Exercise requirements |
Copy out every line of the data below verbatim, changing nothing.

Stored data entries |
---

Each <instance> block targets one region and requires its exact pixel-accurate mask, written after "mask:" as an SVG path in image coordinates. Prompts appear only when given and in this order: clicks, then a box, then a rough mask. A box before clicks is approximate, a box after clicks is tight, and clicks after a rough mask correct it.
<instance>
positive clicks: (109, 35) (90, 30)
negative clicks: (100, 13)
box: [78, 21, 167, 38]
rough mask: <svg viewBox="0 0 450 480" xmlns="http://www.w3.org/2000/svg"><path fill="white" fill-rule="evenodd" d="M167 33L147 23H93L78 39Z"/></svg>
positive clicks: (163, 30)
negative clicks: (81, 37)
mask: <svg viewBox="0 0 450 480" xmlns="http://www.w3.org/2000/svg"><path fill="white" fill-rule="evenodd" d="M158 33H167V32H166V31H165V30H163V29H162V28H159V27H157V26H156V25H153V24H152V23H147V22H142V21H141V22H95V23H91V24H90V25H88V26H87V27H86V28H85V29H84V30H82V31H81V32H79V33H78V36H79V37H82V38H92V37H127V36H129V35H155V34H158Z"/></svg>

---

Written answer |
Each <instance> block targets one region and requires its exact pixel-accurate mask, written after "mask:" as an SVG path in image coordinates. Prompts appear only when given and in this order: clicks, then a box, then a rough mask. A box before clicks is approximate, a box after clicks is tight, and clicks after a rough mask correct it.
<instance>
positive clicks: (109, 35) (90, 30)
negative clicks: (100, 13)
box: [78, 21, 167, 38]
rough mask: <svg viewBox="0 0 450 480" xmlns="http://www.w3.org/2000/svg"><path fill="white" fill-rule="evenodd" d="M167 33L147 23H93L78 39Z"/></svg>
positive clicks: (163, 30)
negative clicks: (81, 37)
mask: <svg viewBox="0 0 450 480" xmlns="http://www.w3.org/2000/svg"><path fill="white" fill-rule="evenodd" d="M158 33H167V32H166V31H165V30H163V29H162V28H159V27H157V26H156V25H153V24H152V23H147V22H142V21H141V22H95V23H91V24H90V25H88V26H87V27H86V28H85V29H84V30H82V31H81V32H79V33H78V36H79V37H82V38H92V37H127V36H129V35H155V34H158Z"/></svg>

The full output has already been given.